# Excerpted records start
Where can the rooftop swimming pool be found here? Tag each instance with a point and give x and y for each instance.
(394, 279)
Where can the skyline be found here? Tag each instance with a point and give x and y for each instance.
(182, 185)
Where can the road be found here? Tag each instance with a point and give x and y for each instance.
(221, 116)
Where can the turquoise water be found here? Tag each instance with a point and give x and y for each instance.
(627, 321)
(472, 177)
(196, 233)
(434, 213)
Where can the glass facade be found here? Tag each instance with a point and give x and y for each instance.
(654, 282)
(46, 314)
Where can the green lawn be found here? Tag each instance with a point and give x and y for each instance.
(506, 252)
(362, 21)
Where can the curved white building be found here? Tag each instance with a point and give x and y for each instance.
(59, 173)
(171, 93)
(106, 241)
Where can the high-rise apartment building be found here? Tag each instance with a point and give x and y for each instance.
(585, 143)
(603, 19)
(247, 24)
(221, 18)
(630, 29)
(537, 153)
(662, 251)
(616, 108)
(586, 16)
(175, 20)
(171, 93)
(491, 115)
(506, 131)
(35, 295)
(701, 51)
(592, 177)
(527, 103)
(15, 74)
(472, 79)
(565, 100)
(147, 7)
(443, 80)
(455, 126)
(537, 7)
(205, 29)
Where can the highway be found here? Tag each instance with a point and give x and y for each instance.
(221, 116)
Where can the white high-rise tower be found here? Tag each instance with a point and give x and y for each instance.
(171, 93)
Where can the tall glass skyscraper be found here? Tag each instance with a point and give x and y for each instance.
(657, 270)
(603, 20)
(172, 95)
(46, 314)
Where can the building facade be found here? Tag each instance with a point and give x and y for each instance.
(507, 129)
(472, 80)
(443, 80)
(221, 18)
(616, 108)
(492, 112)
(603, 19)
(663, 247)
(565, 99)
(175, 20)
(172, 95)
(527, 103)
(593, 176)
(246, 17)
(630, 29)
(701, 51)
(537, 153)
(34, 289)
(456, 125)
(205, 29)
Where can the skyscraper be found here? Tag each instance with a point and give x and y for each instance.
# Excerpted records end
■ To do: What needs duplicating is the run of lines from the one containing "Where can the highway" through the last line of the entries above, exact and complete.

■ Solution to the problem:
Where can the highway be found here? Tag each instance with a point and give x and y for each instance.
(221, 116)
Where can the white high-rise tower be found here? Tag each instance with a point and give x and y for each instance.
(171, 93)
Where can the tall glass skyscraper be found here? Tag each instance with a point and give x and y for each instance.
(657, 270)
(603, 20)
(172, 95)
(46, 314)
Where can the building facade be found here? Tag each instance with a point and give x and y for each instance.
(507, 129)
(472, 80)
(443, 80)
(221, 18)
(616, 108)
(492, 112)
(603, 19)
(663, 247)
(565, 99)
(175, 20)
(172, 95)
(527, 103)
(593, 176)
(246, 17)
(630, 29)
(701, 51)
(537, 153)
(34, 289)
(456, 125)
(205, 29)
Where can the skyscraper be found here? Tag each instance with a point and give x and y for each instance.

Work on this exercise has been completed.